What you need to do ::
Copy the data below, changing every "Give the mask" to "Return the outline" and leaving everything else as it is.

--- Material provided ---

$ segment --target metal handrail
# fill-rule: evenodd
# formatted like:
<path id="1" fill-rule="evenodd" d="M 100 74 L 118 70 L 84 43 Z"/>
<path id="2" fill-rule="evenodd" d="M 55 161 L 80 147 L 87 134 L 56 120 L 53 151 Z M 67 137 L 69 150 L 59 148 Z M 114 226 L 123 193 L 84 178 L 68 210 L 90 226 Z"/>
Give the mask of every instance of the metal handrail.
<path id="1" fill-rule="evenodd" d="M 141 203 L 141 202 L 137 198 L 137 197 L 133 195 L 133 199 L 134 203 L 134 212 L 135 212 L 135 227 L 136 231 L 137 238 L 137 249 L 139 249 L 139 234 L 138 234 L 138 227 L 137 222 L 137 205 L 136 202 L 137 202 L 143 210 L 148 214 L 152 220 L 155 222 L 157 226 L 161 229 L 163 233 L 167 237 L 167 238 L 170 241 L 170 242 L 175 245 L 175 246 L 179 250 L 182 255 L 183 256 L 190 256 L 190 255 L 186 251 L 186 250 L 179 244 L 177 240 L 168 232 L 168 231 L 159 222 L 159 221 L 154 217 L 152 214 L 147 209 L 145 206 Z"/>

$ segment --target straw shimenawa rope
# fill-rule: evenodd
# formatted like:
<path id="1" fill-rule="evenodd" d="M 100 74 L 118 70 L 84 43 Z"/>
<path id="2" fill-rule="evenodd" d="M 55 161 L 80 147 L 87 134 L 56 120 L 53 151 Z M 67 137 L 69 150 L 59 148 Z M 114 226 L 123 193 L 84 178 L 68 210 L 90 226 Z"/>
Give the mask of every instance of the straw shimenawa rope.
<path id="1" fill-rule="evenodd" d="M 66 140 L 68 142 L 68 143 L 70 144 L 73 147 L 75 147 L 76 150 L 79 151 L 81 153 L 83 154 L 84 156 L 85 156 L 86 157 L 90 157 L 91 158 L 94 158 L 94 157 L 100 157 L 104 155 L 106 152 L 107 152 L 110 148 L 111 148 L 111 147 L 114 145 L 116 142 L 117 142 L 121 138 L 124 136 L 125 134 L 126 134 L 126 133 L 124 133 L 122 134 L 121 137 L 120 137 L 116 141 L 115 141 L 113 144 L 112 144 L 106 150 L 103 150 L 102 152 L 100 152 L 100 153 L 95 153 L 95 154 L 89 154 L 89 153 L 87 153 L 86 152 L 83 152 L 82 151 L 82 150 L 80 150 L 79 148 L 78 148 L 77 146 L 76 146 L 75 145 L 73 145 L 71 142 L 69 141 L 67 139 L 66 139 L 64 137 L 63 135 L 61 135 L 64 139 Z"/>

---

In response ::
$ segment --target metal handrail
# fill-rule: evenodd
# formatted like:
<path id="1" fill-rule="evenodd" d="M 100 74 L 118 70 L 84 43 Z"/>
<path id="2" fill-rule="evenodd" d="M 55 161 L 80 147 L 87 134 L 56 120 L 53 151 Z M 67 137 L 69 150 L 59 148 Z M 114 226 L 123 193 L 84 178 L 68 210 L 90 226 Z"/>
Return the outline of every instance of the metal handrail.
<path id="1" fill-rule="evenodd" d="M 141 203 L 141 202 L 137 198 L 137 197 L 133 195 L 133 199 L 134 203 L 134 212 L 135 212 L 135 227 L 136 231 L 137 238 L 137 249 L 139 249 L 139 234 L 138 234 L 138 227 L 137 222 L 137 205 L 136 202 L 137 202 L 143 210 L 148 214 L 152 220 L 155 222 L 157 226 L 161 229 L 163 233 L 167 237 L 167 238 L 170 241 L 170 242 L 175 245 L 175 246 L 179 250 L 182 255 L 183 256 L 190 256 L 190 255 L 186 251 L 186 250 L 179 244 L 177 240 L 168 232 L 168 231 L 159 222 L 159 221 L 154 217 L 152 214 L 147 209 L 145 206 Z"/>

$ segment --target straw shimenawa rope
# fill-rule: evenodd
# formatted like:
<path id="1" fill-rule="evenodd" d="M 100 74 L 118 70 L 84 43 Z"/>
<path id="2" fill-rule="evenodd" d="M 55 161 L 80 147 L 87 134 L 56 120 L 53 151 Z M 67 137 L 69 150 L 59 148 Z M 114 226 L 123 193 L 84 178 L 68 210 L 90 226 Z"/>
Return the outline of every instance of the straw shimenawa rope.
<path id="1" fill-rule="evenodd" d="M 66 140 L 68 142 L 68 143 L 70 144 L 73 147 L 75 147 L 76 150 L 79 151 L 81 153 L 83 154 L 84 156 L 85 156 L 86 157 L 90 157 L 91 158 L 94 158 L 94 157 L 100 157 L 104 155 L 106 152 L 107 152 L 110 148 L 111 148 L 111 147 L 114 145 L 116 142 L 117 142 L 121 138 L 124 136 L 125 134 L 126 134 L 126 133 L 124 133 L 122 134 L 121 137 L 120 137 L 116 141 L 115 141 L 113 144 L 112 144 L 106 150 L 103 150 L 102 152 L 100 152 L 100 153 L 95 153 L 95 154 L 89 154 L 89 153 L 87 153 L 86 152 L 83 152 L 82 151 L 82 150 L 80 150 L 79 148 L 78 148 L 77 146 L 76 146 L 75 145 L 73 145 L 71 142 L 69 141 L 67 139 L 66 139 L 64 137 L 63 135 L 61 135 L 64 139 Z"/>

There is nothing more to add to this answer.